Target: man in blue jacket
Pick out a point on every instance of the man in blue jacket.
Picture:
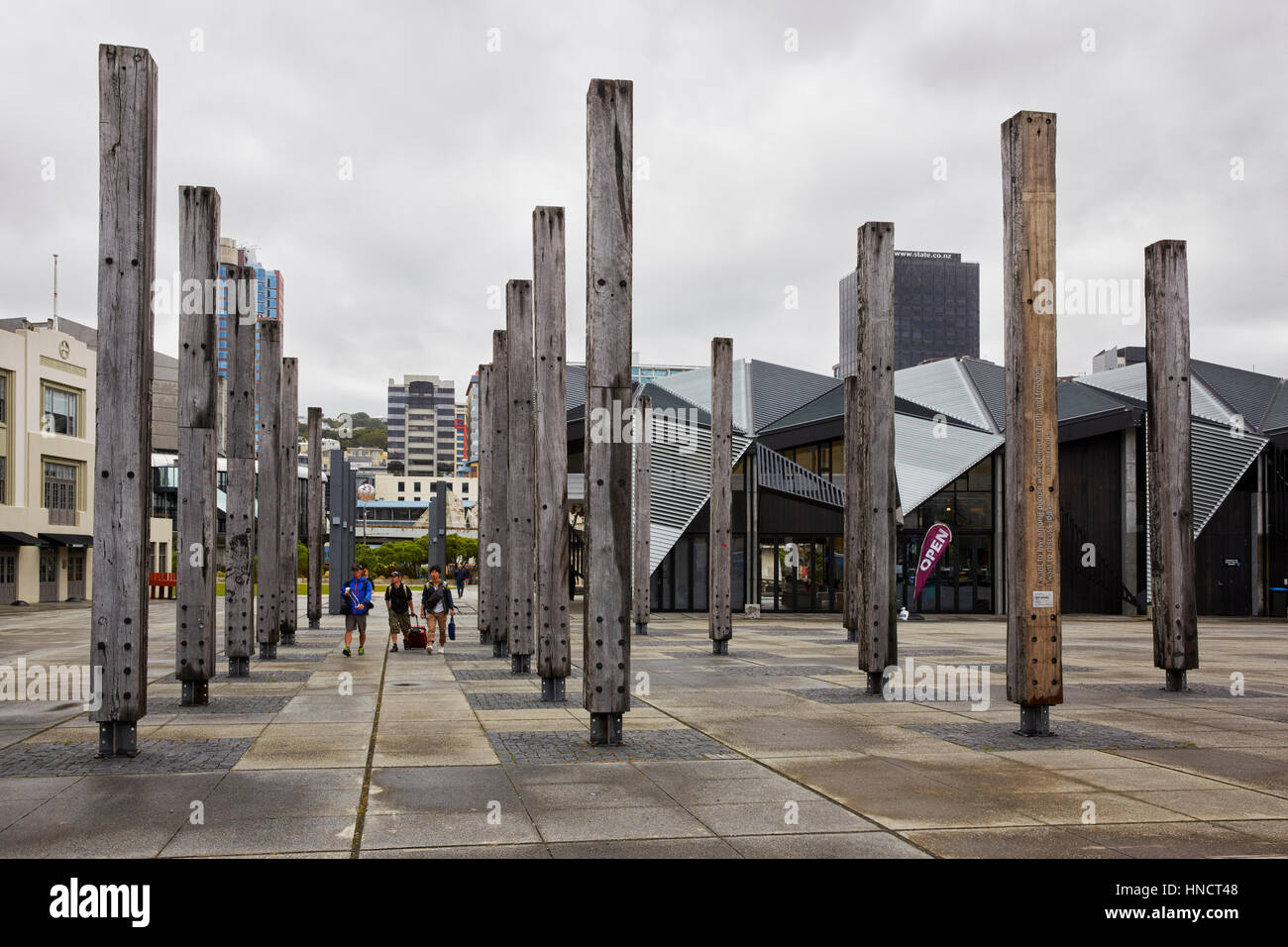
(356, 599)
(436, 605)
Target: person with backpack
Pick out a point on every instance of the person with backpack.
(398, 602)
(356, 603)
(436, 604)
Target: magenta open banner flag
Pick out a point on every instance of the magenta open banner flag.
(931, 551)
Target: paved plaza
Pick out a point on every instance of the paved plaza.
(771, 751)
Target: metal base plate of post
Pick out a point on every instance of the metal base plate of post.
(194, 693)
(605, 729)
(119, 738)
(553, 689)
(1034, 722)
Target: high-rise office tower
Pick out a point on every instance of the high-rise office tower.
(935, 309)
(423, 425)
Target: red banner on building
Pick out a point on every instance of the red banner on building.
(931, 551)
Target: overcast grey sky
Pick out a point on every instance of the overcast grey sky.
(760, 161)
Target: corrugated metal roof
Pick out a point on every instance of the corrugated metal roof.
(991, 382)
(1248, 393)
(925, 463)
(1129, 381)
(1219, 463)
(944, 388)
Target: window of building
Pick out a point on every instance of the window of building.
(60, 411)
(60, 492)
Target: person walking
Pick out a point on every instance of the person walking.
(398, 602)
(436, 605)
(356, 595)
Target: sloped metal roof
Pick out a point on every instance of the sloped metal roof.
(945, 388)
(928, 457)
(1220, 459)
(1129, 381)
(1248, 393)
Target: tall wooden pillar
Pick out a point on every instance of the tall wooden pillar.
(720, 605)
(549, 303)
(520, 475)
(498, 519)
(1171, 501)
(643, 510)
(240, 517)
(606, 631)
(288, 509)
(268, 401)
(876, 612)
(340, 558)
(1034, 678)
(123, 464)
(314, 517)
(851, 570)
(197, 513)
(483, 504)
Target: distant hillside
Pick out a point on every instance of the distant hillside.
(368, 431)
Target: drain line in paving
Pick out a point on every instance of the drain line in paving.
(372, 754)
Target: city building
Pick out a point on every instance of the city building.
(47, 453)
(935, 309)
(1119, 357)
(421, 423)
(463, 441)
(787, 549)
(472, 424)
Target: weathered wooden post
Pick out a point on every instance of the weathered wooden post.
(876, 609)
(123, 428)
(240, 541)
(197, 513)
(606, 639)
(851, 573)
(1033, 672)
(643, 509)
(340, 557)
(719, 579)
(288, 505)
(520, 474)
(1171, 501)
(549, 300)
(484, 505)
(268, 487)
(437, 545)
(498, 519)
(314, 506)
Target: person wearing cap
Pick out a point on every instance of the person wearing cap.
(356, 598)
(398, 602)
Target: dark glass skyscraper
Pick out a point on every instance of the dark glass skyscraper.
(935, 309)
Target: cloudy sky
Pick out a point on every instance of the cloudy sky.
(764, 134)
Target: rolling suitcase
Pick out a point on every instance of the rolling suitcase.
(415, 638)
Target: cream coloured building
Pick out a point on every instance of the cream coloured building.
(47, 453)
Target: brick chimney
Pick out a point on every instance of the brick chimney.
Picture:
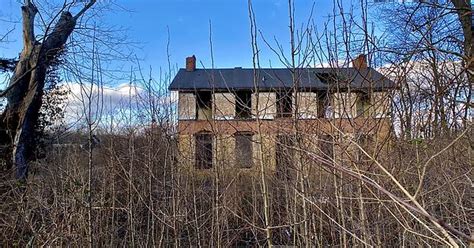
==*==
## Your instructions
Extract every line of the records above verbatim, omitting the pictures.

## Response to this task
Target: man in blue jacket
Pick out a point on every instance of the man in blue jacket.
Picture:
(356, 599)
(436, 605)
Target: person with backpack
Pick out a point on every instance of the person with backpack.
(398, 602)
(356, 603)
(436, 604)
Target: magenta open banner flag
Pick out a point on every instance of the magenta open banner flag.
(931, 551)
Target: paved plaza
Pick out a point on every instance of the paved plaza.
(771, 751)
Target: metal base plate of post
Pick out a point on every instance of the metal base plate of post.
(194, 693)
(605, 729)
(119, 738)
(553, 689)
(1034, 722)
Target: high-rise office tower
Pick out a point on every instance of the high-rise office tower.
(935, 309)
(423, 425)
Target: red banner on building
Pick out a point on every instance of the red banner on building.
(931, 551)
Target: overcast grey sky
Pick out a point on every instance of the overcast grey sky.
(760, 161)
Target: corrugated metal roof
Pick out a point on every instance of the corrugated metal roof.
(991, 382)
(1248, 393)
(925, 463)
(1129, 381)
(1219, 463)
(944, 388)
Target: window of building
Pick out a point on every instance of the window of building.
(60, 411)
(60, 492)
Target: person walking
Pick out a point on every instance of the person walking.
(398, 602)
(436, 605)
(356, 595)
Target: sloped metal roof
Pick out a point on every instance of the sloped metal roof.
(945, 388)
(928, 457)
(1220, 459)
(1129, 381)
(1248, 393)
Target: tall wooden pillar
Pick out a point on every instance of the tall wooden pillar.
(720, 605)
(549, 303)
(520, 475)
(498, 519)
(1171, 501)
(643, 510)
(240, 517)
(606, 631)
(288, 509)
(268, 401)
(876, 612)
(340, 558)
(1034, 678)
(123, 464)
(314, 517)
(851, 570)
(197, 513)
(483, 504)
Target: distant hillside
Pick out a point on every instance of the distant hillside.
(368, 431)
Target: drain line in paving
Pick out a point on every instance of the drain line in paving.
(372, 754)
Target: city building
Pick out a point on every instance of the city building.
(47, 453)
(935, 309)
(1119, 357)
(421, 423)
(463, 441)
(787, 549)
(472, 424)
Target: weathered wooden post
Pick out a point on every instance of the weathered wooden post.
(876, 609)
(123, 428)
(240, 541)
(197, 513)
(606, 639)
(851, 573)
(1033, 672)
(643, 509)
(340, 557)
(719, 579)
(288, 505)
(520, 474)
(1171, 501)
(549, 300)
(484, 505)
(268, 487)
(437, 545)
(498, 519)
(314, 506)
Target: person wearing cap
Pick out a point on every instance of the person wearing cap.
(356, 598)
(398, 602)
Target: dark glass skyscraper
Pick out a point on every instance of the dark glass skyscraper.
(935, 309)
Target: cloudy sky
Pick out a point on every instance of the cloudy sky.
(764, 134)
Target: rolling suitcase
Pick out a point on every instance of the rolling suitcase.
(415, 638)
Target: cream coloured building
Pick out a point on every instance of the cream coloured building.
(47, 453)
Target: brick chimney
Pick out a point on every instance of the brick chimney.
Picture:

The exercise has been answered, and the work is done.